Excerpts from point annotation data:
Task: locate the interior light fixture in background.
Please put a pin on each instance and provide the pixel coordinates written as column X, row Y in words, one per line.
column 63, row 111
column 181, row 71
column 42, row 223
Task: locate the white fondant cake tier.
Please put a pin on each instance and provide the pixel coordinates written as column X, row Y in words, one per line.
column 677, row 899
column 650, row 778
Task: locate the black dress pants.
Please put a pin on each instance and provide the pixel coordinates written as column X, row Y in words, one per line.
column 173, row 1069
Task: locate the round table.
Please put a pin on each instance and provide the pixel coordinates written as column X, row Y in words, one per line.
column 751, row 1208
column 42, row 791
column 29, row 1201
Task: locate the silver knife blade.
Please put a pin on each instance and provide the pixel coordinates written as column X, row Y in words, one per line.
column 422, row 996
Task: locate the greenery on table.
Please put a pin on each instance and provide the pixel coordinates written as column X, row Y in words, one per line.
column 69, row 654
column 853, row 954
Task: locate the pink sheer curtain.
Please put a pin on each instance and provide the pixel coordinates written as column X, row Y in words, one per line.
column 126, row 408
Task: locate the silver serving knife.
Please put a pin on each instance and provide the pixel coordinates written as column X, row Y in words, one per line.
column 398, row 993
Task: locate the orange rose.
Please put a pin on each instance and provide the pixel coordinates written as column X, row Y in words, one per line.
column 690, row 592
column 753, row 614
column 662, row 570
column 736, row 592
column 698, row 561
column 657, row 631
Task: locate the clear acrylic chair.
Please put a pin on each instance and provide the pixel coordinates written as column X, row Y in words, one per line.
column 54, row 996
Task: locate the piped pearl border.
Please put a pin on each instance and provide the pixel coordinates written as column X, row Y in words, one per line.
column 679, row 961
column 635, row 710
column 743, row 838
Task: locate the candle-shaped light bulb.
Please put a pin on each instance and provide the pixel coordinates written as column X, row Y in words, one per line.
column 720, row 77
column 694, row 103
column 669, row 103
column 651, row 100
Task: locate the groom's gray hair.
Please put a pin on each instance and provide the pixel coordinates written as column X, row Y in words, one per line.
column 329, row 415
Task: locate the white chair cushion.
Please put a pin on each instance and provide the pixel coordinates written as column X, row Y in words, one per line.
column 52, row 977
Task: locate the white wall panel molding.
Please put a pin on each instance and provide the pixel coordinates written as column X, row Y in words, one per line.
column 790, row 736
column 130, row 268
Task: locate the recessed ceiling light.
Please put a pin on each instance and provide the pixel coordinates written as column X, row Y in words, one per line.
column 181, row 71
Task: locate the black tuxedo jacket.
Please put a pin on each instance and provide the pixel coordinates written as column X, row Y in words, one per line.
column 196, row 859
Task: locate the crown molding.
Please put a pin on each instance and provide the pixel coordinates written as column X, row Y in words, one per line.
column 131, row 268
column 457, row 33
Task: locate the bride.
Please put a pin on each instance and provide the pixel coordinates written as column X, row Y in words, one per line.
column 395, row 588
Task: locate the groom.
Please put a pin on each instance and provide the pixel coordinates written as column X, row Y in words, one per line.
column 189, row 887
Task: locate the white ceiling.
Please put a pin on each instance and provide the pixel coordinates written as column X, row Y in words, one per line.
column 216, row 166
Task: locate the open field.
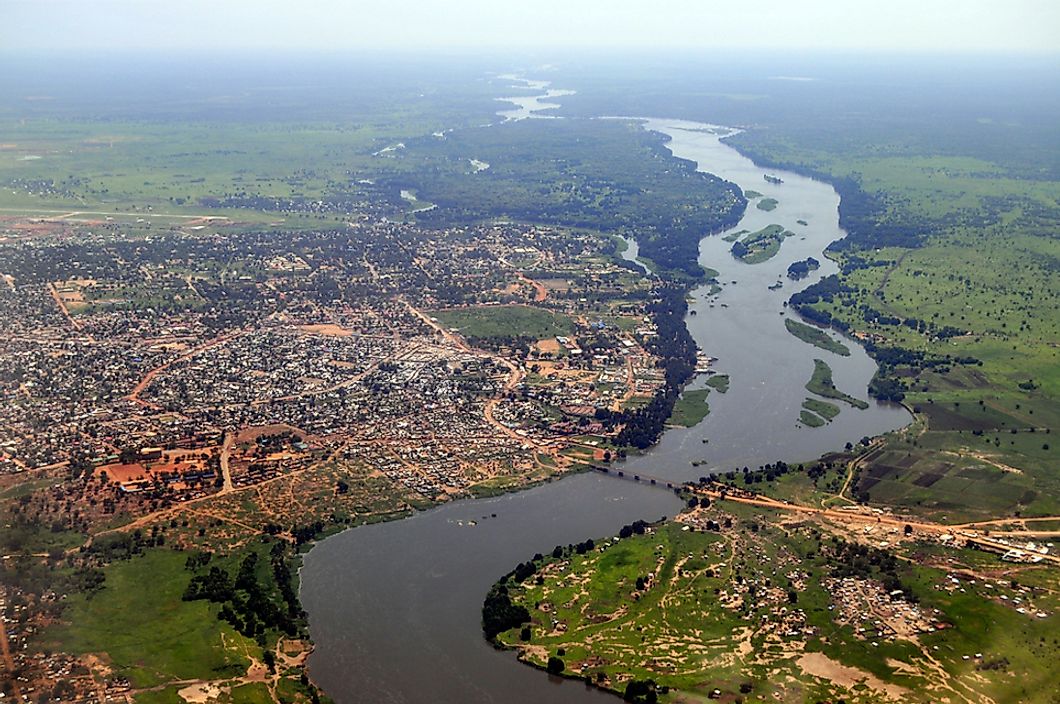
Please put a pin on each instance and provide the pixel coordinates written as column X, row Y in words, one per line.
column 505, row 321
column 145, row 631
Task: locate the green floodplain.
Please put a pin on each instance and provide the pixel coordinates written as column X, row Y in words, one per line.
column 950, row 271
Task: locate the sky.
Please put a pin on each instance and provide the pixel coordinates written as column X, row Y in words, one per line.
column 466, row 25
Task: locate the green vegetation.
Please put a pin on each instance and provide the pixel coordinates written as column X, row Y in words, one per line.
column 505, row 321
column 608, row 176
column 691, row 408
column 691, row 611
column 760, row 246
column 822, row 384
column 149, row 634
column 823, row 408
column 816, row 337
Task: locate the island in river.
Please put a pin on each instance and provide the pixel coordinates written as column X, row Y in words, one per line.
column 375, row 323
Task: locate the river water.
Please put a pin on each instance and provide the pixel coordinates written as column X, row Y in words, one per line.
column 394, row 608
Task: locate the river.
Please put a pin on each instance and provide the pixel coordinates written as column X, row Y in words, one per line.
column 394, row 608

--

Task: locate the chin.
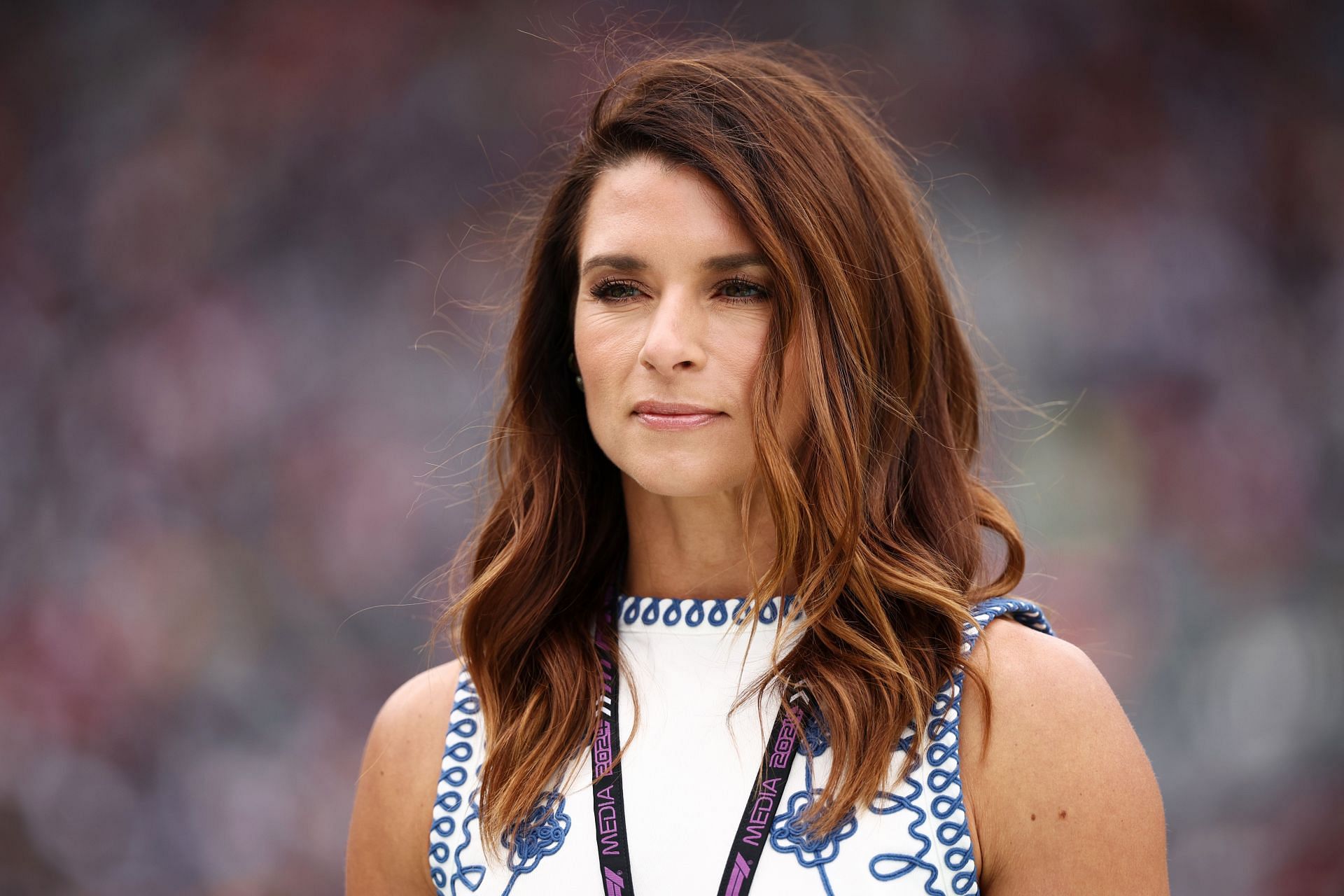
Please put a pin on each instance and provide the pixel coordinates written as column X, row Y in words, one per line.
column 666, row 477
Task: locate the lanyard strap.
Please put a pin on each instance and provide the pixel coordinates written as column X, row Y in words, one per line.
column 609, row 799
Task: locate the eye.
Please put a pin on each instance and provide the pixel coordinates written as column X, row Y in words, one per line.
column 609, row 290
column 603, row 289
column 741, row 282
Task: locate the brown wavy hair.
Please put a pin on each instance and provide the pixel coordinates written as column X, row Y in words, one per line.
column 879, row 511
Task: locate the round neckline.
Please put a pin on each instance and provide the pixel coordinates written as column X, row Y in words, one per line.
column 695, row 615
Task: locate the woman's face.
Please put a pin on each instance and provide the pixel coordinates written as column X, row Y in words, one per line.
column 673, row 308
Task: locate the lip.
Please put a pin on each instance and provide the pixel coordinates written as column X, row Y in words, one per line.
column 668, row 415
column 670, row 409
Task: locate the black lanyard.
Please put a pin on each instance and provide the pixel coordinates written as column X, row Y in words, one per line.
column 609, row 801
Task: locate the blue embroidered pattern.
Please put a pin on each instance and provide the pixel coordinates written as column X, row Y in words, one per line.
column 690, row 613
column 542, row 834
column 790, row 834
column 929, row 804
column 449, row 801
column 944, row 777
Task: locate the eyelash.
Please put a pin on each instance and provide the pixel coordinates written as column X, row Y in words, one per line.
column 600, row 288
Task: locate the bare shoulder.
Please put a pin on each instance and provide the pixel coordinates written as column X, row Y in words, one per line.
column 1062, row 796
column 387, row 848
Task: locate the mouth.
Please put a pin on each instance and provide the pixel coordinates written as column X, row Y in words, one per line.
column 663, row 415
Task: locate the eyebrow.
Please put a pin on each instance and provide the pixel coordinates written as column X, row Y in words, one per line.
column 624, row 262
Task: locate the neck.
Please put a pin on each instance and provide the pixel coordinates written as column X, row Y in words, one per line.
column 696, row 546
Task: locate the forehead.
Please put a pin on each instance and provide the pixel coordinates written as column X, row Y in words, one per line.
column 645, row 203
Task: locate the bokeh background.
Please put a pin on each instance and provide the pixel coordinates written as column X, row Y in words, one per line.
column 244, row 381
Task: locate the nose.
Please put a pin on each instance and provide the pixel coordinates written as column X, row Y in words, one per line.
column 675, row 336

• TASK TO CARRY OUT: Copy the stretch of records from the line containing "Task: locate the interior" through the line containing "column 42, row 223", substituting "lamp" for "light fixture" and leaving everything else as it stands.

• EXPECTED ANSWER:
Task: locate the interior lamp in background.
Please put a pin on each instance and provide the pixel coordinates written as column X, row Y in words, one per line.
column 63, row 111
column 181, row 71
column 42, row 223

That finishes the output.